Saved entries
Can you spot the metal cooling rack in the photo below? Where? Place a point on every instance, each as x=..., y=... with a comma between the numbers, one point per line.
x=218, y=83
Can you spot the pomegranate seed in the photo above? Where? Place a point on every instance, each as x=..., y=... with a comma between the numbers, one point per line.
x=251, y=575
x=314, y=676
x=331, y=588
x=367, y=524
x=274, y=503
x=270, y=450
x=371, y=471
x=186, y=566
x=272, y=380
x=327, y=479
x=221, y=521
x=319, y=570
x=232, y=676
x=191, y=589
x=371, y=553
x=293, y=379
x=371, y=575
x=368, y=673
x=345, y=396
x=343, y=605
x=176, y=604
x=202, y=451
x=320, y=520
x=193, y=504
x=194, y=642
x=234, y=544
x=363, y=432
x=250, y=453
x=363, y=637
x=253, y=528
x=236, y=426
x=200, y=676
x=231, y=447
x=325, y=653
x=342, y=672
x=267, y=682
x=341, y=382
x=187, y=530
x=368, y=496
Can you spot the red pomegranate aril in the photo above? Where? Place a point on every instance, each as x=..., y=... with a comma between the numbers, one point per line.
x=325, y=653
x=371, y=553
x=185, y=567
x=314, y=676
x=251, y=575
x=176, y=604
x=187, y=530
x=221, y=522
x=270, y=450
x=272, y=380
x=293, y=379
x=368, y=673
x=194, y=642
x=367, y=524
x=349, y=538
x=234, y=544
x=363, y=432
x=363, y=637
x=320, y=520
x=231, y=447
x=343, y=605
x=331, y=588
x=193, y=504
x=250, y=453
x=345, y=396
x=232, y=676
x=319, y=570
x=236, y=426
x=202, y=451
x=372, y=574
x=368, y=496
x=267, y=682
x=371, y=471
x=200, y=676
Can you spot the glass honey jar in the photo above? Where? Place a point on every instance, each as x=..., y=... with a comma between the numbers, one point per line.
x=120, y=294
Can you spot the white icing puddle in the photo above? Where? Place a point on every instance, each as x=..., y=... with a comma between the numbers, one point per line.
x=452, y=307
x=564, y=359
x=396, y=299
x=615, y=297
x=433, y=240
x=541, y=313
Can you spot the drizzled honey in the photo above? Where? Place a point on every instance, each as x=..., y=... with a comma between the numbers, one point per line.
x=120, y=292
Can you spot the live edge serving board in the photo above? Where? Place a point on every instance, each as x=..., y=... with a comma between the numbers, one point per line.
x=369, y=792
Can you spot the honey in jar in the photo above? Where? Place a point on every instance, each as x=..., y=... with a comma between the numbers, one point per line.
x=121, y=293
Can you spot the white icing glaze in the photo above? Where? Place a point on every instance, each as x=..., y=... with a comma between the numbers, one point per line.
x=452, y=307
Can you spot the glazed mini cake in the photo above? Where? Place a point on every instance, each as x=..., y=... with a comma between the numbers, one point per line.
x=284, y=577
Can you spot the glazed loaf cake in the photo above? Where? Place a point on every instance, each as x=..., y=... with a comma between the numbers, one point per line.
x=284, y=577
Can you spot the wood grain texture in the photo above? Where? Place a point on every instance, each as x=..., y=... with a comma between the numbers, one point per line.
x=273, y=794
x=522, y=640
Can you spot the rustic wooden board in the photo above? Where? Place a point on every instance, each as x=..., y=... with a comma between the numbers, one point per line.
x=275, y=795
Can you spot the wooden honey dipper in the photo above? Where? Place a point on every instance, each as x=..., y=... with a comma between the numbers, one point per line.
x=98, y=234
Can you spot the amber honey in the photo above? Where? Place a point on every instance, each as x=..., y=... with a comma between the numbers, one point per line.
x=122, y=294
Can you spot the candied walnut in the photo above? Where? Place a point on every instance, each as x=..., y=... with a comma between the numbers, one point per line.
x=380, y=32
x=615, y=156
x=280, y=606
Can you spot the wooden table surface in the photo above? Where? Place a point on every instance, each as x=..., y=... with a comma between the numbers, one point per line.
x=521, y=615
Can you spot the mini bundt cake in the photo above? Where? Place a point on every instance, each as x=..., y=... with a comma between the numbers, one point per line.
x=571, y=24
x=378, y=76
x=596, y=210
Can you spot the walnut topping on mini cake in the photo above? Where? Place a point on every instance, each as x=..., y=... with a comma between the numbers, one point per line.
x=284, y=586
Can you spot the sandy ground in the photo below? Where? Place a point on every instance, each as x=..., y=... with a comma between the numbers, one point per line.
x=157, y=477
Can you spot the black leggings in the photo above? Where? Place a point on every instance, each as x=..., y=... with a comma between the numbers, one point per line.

▸ **TASK STATEMENT**
Print all the entries above. Keep each one exact.

▸ **TASK RESPONSE**
Can you spot the metal cooling rack in the photo below? Where? Place a point on every instance, each as x=..., y=... with a comma between the numbers, one point per line.
x=218, y=83
Can you spot the pomegranate seed in the photo above? Where? Place a point on every instance, each as x=..., y=... with a comma between the numbers, one point per line.
x=251, y=575
x=314, y=676
x=331, y=588
x=367, y=524
x=274, y=503
x=270, y=450
x=371, y=471
x=186, y=566
x=272, y=380
x=327, y=479
x=221, y=521
x=319, y=570
x=232, y=676
x=191, y=589
x=371, y=553
x=293, y=379
x=371, y=575
x=368, y=673
x=345, y=396
x=343, y=605
x=176, y=604
x=202, y=451
x=320, y=520
x=193, y=504
x=194, y=642
x=234, y=544
x=363, y=432
x=250, y=453
x=363, y=637
x=253, y=528
x=236, y=426
x=200, y=676
x=231, y=447
x=325, y=653
x=342, y=672
x=267, y=682
x=341, y=382
x=187, y=530
x=368, y=496
Can you spot the red pomegranate aril in the photo above? Where? Place a point on every instance, each as x=..., y=... with a comma between the numbers, one point per line.
x=325, y=653
x=371, y=553
x=185, y=567
x=314, y=676
x=251, y=575
x=176, y=604
x=187, y=530
x=221, y=522
x=270, y=450
x=272, y=380
x=293, y=379
x=368, y=673
x=194, y=642
x=367, y=524
x=349, y=538
x=234, y=544
x=363, y=432
x=363, y=637
x=320, y=520
x=231, y=447
x=343, y=605
x=331, y=588
x=193, y=504
x=250, y=453
x=345, y=396
x=232, y=676
x=319, y=570
x=236, y=426
x=202, y=451
x=372, y=574
x=368, y=496
x=267, y=682
x=371, y=471
x=200, y=676
Can you spot the glass honey jar in the photo above? Where? Place a point on every instance, each as x=..., y=... with a comma between the numbers, one point per line.
x=120, y=294
Can you spot the white icing puddle in the photo above? Where? Place a point on every instance, each as x=..., y=... with a comma between the numbers, one point per line.
x=452, y=307
x=564, y=359
x=396, y=299
x=615, y=297
x=433, y=240
x=541, y=313
Can you spot the drizzled honey in the photo above? Where? Place a point on every instance, each as x=..., y=... with a comma between the numbers, one point per line.
x=120, y=292
Can you spot the live edge serving board in the photo above? Where? Place a point on every instance, each as x=..., y=... with a comma between the numbers, one point per line.
x=369, y=792
Can you spot the honey in jar in the photo above? Where? Place a point on every instance, each as x=..., y=... with a comma between the numbers, one point per line.
x=121, y=293
Can you spot the white icing glaze in the photo above? Where? Place a point on every instance, each as x=..., y=... with a comma between the numbers, one point per line.
x=452, y=307
Can you spot the glazed mini cake in the photo above? Where? Place a point on every instance, each as x=..., y=... with a comma between the numbers, one point per line.
x=284, y=577
Can you spot the glazed loaf cake in the photo above? Where? Place a point on every instance, each as x=..., y=... with a comma between the numbers, one point per line.
x=284, y=577
Can you spot the wood grain texture in the photo above? Where? Place a point on every instance, each as x=..., y=... with a comma between the numbers, one point per line.
x=273, y=794
x=522, y=640
Can you spot the rustic wooden board in the photo above? Where? Place a point on every instance, each as x=..., y=... with a comma between the numbers, one point per line.
x=275, y=795
Can you spot the wooden honey dipper in the photo above? Where? Place a point on every instance, each as x=..., y=... with a comma between the numbers, one point per line.
x=98, y=234
Can you spot the amber honey in the photo above? Where? Place a point on every instance, each as x=..., y=... with a comma between the numbers, one point per line.
x=122, y=294
Can you spot the candied walnut in the photo above? Where? Place a point on every instance, each as x=..., y=... with a comma between the numbers, one point per line.
x=380, y=32
x=615, y=156
x=280, y=606
Can you spot the wooden table surface in the photo above? Where? Place a point on every instance, each as x=..., y=... with a comma between the numbers, one point per line.
x=521, y=615
Can you spot the mini bundt cake in the photo above? Where? Place a point on every instance, each as x=..., y=... with a comma between the numbers, one point per line.
x=571, y=24
x=378, y=76
x=596, y=210
Can you spot the walnut topping on mini cake in the photo above? Where? Place a point on every instance, each as x=..., y=... with a comma between the numbers, one point per line.
x=284, y=586
Can you spot the sandy ground in the photo below? Where? Place a point on every instance, each as x=..., y=... with a comma between the numbers, one point per line.
x=157, y=477
Can you spot the black leggings in the photo above? Where? Place a point on every instance, each as x=..., y=... with a comma between the numbers, one point per line.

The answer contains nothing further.